* [Instructions for the task] Repeat every line of the data exactly, but not the pictures.

(Exercise materials)

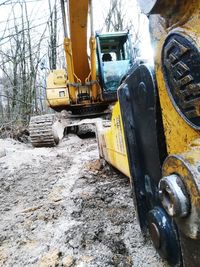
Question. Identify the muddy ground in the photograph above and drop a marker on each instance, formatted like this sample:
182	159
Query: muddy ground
62	207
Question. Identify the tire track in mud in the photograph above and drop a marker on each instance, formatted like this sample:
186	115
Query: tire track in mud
63	207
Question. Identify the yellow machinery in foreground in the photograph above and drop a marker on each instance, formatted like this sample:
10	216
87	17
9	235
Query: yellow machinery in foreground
90	83
154	136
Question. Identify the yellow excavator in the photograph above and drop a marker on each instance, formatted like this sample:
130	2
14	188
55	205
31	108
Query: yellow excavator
154	136
89	84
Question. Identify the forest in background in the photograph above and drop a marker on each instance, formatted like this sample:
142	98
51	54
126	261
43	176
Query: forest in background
30	47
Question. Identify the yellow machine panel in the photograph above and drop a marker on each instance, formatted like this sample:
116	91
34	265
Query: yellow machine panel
111	142
185	20
57	91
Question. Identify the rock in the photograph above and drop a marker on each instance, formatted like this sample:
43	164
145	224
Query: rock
2	152
68	261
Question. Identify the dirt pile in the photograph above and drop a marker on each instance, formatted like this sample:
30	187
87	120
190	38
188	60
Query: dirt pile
62	207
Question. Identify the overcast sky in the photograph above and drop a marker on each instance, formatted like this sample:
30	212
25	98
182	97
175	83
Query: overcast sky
39	13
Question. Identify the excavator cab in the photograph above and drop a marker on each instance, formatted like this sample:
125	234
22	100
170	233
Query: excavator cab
114	61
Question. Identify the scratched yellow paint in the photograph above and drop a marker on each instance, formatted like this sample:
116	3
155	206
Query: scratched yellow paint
178	133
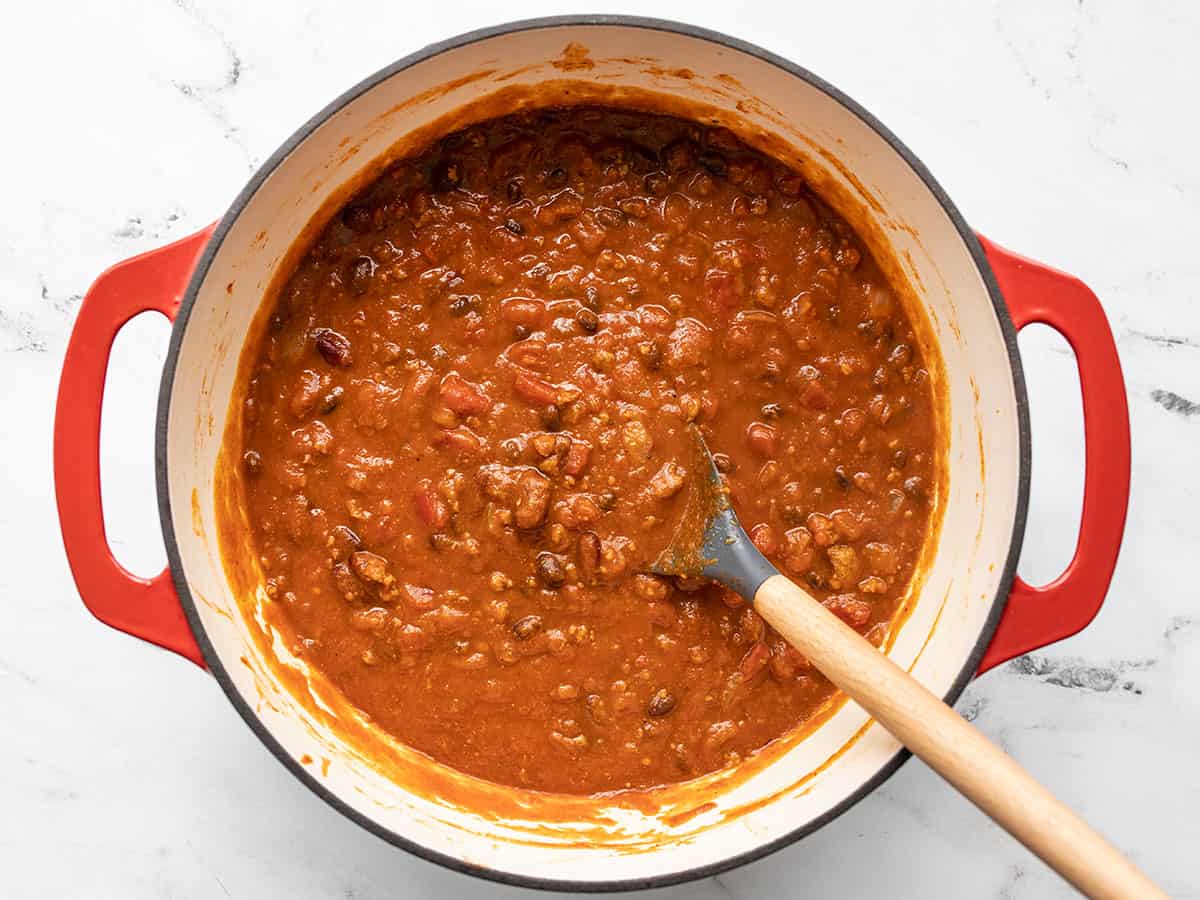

(End Exercise materials)

* [Answer box]
Question. Identify the muddy ground in the photograph above and drop a marker on each instance, formatted like this sample:
182	159
Query: muddy ground
62	207
Question. Identify the tire track in mud in the photograph above and drop a marker on each instance, formatted like this sample:
186	115
Query: tire track in mud
63	207
Question. Identify the yellow machinery in foreground in the photograph above and drop a marker on each instance, formatted like this sample:
10	216
87	17
9	235
Query: yellow machinery in foreground
90	83
154	136
Question. Identify the yellow excavator in the photograph above and drop a marker on each instance, formatted like this sample:
130	2
14	188
55	205
31	108
Query: yellow excavator
154	136
89	84
Question. Identify the forest in background in the photograph above and drop a marker on each instance, formatted like this sample:
142	98
51	54
126	261
43	176
Query: forest in background
30	47
Question. Identify the yellow machine panel in the photograph above and drop a marker on each instance, formatted like this sample:
116	91
34	265
Query: yellow machine panel
111	142
185	20
57	91
Question. Identify the rock in the photograph above and drop a marker on each instance, formatted like this sample:
43	164
145	224
Query: rock
2	152
68	261
Question. Identify the dirt pile in the photograph above and drop a marker on each instance, formatted like this sample:
30	187
87	120
190	38
188	60
Query: dirt pile
62	207
Question. Identify the overcast sky in the photograph above and drop a marker on each instance, formatted like this sample:
30	212
25	98
182	97
175	83
Query: overcast sky
39	13
Question. Identify the excavator cab in the photograph above and drop a marker on each instance, formatted like this sample:
125	234
22	100
170	233
Query: excavator cab
114	61
Question. Identify the scratched yellow paint in the photograph above and drop a marker on each instance, formatted like this sample:
116	3
155	206
Query: scratched yellow paint
178	133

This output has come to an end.